Page:
***

R.I. bill: Insurers must cover markup, sublet charges, get acknowledgement on totals
By onBusiness Practices | Insurance | Legal | Market Trends | Repair Operations
Advocates described a Rhode Island auto insurance reform bill necessary to curb real-world situations reported to a House committee last month.
House Bill 6324 would make three changes to Rhode Island’s unfair claims practice statute, General Laws 27-9.1-4.
Abandoned total notification
One element has to do with how carriers handle total losses they don’t wish to keep.
House Corporations Committee Vice Chairman William O’Brien, D-North Providence, told a committee hearing May 20 he sponsored House Bill 6324 following the experience of a constituent. The insurer totaled the constituent’s vehicle and “just abandoned the car at the auto body place,” O’Brien said. The car had racked up $1,000 in storage fees “the insurer was responsible for,” O’Brien said.
“That was the main reason I sponsored this bill,” Rep. O’Brien said.
One House Bill 6234 requires an insurer to alert customers that the carrier has totaled a vehicle but doesn’t want it.
Rhode Island considers a vehicle totaled when repairs reach 75 percent of value, though a consumer has the option to agree to a total loss at any time.
Rhode Island’s current unfair claims practice law 27-9.1-4 says an insurer who doesn’t want to keep a totaled car “must notify the owner of the vehicle in writing of the requirements of obtaining both a salvage title and a reconstructed title.” It implies the carrier isn’t keeping the vehicle, but it doesn’t spell out that fact.
HB 6234 would add a requirement that an insurer “obtain, in writing, the owner’s consent and acknowledgement that the insurer is not retaining the salvage and include a statement of the owner’s obligation and potential costs to dispose of or otherwise retain the salvage.”
This part might be easy to pass.
“We have no objection to the total loss notification provisions,” National Association of Mutual Insurance Companies Northeast regional Vice President Rory Whelan told the Corporations Committee on May 20. His group opposed the other two changes made by the bill, he said.
Paint materials charges
Another part of the bill expands on an existing requirement that an insurer must “compensate an auto body shop for documented charges as identified through industry-recognized software programs or systems for paint, body and refinishing materials in auto body repair claims.”

***

Data rows:
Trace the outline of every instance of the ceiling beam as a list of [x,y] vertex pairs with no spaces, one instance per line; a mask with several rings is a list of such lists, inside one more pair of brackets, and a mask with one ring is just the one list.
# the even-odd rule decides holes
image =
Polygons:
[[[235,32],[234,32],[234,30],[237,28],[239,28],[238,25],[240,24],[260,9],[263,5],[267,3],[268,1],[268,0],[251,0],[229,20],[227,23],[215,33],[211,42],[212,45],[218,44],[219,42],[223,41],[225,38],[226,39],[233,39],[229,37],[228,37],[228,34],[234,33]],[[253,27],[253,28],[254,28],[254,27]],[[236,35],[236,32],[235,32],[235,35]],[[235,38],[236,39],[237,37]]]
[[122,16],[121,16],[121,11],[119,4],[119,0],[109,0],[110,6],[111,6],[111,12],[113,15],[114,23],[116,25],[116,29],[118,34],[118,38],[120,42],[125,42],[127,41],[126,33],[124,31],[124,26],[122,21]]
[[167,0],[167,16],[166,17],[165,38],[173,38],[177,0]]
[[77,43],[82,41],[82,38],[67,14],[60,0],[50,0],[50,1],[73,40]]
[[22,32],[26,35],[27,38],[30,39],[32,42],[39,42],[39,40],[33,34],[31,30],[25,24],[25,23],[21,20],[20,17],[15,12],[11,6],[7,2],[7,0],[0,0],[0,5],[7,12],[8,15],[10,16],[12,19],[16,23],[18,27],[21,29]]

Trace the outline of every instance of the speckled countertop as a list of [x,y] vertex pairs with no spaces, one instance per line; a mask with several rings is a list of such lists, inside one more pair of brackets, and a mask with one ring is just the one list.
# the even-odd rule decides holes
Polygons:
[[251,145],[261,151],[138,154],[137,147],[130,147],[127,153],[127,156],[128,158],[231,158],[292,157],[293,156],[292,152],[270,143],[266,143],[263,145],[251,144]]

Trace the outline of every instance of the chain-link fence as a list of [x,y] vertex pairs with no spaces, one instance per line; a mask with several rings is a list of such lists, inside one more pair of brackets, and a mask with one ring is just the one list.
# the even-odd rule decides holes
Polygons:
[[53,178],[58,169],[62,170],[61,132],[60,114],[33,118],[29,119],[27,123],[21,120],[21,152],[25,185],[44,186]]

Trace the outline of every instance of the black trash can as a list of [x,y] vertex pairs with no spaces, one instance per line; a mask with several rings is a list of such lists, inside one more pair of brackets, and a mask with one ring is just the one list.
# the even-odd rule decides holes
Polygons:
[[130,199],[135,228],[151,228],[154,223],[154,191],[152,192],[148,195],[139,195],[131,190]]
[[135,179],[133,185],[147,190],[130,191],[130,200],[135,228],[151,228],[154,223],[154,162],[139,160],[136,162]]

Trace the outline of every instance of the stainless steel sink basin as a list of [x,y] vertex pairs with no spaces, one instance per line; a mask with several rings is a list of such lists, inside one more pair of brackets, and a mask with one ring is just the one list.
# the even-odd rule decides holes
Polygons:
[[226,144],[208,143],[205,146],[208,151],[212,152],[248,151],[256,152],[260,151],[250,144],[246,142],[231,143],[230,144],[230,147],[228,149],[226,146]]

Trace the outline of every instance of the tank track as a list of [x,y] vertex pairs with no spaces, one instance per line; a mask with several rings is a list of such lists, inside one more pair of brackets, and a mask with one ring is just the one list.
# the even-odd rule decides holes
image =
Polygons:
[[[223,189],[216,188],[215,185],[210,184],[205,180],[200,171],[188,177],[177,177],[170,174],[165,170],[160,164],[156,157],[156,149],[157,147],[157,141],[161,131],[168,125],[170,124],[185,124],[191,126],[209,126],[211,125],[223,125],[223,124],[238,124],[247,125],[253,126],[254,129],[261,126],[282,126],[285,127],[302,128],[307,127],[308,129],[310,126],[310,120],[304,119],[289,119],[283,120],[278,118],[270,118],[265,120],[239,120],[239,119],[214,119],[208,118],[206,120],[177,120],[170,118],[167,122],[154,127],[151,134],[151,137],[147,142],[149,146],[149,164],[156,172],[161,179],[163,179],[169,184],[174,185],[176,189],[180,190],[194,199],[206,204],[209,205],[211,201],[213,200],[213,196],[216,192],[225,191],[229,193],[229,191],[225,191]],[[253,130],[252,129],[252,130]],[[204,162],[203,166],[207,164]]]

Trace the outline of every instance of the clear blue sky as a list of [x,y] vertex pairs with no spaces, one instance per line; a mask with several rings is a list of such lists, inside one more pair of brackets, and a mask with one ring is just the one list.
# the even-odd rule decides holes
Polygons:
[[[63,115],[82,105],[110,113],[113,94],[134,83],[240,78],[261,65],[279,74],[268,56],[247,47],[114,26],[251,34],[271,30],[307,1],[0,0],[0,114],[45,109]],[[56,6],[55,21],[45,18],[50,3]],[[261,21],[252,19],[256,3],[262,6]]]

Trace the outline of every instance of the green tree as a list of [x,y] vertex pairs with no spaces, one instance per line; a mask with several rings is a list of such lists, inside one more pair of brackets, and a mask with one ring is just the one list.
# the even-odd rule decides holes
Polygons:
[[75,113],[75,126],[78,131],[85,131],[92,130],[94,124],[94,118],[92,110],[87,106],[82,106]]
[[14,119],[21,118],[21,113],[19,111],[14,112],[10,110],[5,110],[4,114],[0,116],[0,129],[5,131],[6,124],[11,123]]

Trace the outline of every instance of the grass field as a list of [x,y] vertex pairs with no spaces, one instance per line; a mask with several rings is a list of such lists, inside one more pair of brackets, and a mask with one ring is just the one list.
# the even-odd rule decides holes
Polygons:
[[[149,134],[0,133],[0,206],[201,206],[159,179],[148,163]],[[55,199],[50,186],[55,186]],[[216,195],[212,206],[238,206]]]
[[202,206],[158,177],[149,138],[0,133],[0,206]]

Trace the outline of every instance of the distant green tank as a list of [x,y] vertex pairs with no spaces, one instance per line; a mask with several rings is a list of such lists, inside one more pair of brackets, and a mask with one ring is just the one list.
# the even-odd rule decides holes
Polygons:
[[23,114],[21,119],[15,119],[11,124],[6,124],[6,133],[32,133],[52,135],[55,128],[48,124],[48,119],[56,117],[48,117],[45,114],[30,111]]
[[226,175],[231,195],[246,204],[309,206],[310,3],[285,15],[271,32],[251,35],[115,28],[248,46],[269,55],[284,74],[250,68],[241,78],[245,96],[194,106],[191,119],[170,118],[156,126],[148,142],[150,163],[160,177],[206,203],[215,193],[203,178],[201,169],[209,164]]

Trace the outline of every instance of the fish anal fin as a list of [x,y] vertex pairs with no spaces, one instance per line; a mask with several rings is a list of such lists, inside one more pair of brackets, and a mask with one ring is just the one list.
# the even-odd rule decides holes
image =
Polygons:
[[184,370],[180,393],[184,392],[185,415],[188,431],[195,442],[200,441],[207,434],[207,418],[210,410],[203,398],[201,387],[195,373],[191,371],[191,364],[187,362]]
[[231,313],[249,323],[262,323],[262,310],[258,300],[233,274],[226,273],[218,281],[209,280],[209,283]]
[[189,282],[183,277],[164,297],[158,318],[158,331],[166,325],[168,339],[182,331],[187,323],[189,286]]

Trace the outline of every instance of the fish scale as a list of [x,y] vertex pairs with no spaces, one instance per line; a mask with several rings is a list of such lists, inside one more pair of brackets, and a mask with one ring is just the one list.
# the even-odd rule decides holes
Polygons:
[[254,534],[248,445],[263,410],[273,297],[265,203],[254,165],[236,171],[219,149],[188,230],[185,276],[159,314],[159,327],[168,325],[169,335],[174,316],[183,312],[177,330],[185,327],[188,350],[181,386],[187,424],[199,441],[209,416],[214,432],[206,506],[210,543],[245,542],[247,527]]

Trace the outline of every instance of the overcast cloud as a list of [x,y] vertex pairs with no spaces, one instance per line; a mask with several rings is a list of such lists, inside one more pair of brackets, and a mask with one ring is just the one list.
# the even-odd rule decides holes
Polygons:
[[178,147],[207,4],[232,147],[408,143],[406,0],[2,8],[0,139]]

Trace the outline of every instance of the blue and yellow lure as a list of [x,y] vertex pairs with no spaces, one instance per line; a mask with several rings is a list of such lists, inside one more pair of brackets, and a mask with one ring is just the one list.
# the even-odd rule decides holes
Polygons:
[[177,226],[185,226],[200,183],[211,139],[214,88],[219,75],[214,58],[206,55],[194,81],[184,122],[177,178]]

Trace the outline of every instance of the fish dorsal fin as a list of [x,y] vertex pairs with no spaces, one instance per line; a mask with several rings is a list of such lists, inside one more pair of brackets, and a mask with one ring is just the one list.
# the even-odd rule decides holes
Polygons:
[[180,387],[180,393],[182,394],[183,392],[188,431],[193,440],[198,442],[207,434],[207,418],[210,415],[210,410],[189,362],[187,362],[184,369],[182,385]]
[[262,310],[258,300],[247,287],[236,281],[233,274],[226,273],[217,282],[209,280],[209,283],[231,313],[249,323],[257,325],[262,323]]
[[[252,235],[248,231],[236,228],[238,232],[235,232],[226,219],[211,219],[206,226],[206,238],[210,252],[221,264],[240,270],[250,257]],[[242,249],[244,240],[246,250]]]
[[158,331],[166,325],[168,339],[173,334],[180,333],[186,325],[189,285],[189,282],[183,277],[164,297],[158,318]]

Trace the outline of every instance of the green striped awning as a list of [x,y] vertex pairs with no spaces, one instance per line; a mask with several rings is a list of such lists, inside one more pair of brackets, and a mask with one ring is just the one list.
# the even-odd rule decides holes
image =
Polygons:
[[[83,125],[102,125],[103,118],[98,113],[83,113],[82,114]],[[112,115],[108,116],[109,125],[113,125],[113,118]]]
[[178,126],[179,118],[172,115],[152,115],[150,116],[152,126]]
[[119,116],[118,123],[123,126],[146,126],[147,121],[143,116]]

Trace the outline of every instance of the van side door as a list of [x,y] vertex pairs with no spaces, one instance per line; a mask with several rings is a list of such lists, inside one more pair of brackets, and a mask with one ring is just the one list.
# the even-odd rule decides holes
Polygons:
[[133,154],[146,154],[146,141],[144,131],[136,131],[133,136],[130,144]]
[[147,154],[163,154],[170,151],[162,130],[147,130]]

***

What to work on:
A - In the article on the Rhode Island insurance bill, how much did the storage fees on the constituent's abandoned car add up to?
B - Write out the article on the Rhode Island insurance bill from "Abandoned total notification" up to and including "Rep. O’Brien said.".
C - Pick up the article on the Rhode Island insurance bill where it stops and keep it going.

Results of the exercise:
A - $1,000.

B -
Abandoned total notification
One element has to do with how carriers handle total losses they don’t wish to keep.
House Corporations Committee Vice Chairman William O’Brien, D-North Providence, told a committee hearing May 20 he sponsored House Bill 6324 following the experience of a constituent. The insurer totaled the constituent’s vehicle and “just abandoned the car at the auto body place,” O’Brien said. The car had racked up $1,000 in storage fees “the insurer was responsible for,” O’Brien said.
“That was the main reason I sponsored this bill,” Rep. O’Brien said.

C -
Under HB 6234, this language would state that an insurer must “compensate an auto body shop for their documented charges as identified through the most current version of automotive industry-recognized software programs or systems for paint, body and refinishing materials in auto body repair claims, including, but not limited to, programs such as Mitchell’s RMC, PMC Logic, Paint, Micromix, or a paint manufacturer’s programs. An insurer shall not discount documented charges by failing to use a system in its entirety, including an automotive industry standard markup.” (Emphasis added to show text added by the bill.)
Rep. Robert Craven Sr., D-North Kingstown, reported that body shops have a “general frustration” with carriers and described insurer practice of attempting to elude auto insurance law with nitpicking.
The Legislature requires insurers to cover paints authorized for the repair, according to Craven. He asked lawmakers to consider a situation where an insurer agrees, “‘Yes, we will pay you for the paint,'” but refuses to reimburse tape. When challenged that the tape is part of a paint job, the insurer retorts, “‘No, that’s not what the General Assembly said.'”
Rhode Islanders are fortunate repairers often will eat the costs, but “it’s not fair” and it was “irritating to see people ripped of by this kind of nitpicky practice.”
The body shop and Legislature outline what’s necessary, and insurers “start cutting around the edges,” Craven said. He said it was time insurers were told to stop.
This wasn’t a problem with all insurers, “just some of them,” Craven said.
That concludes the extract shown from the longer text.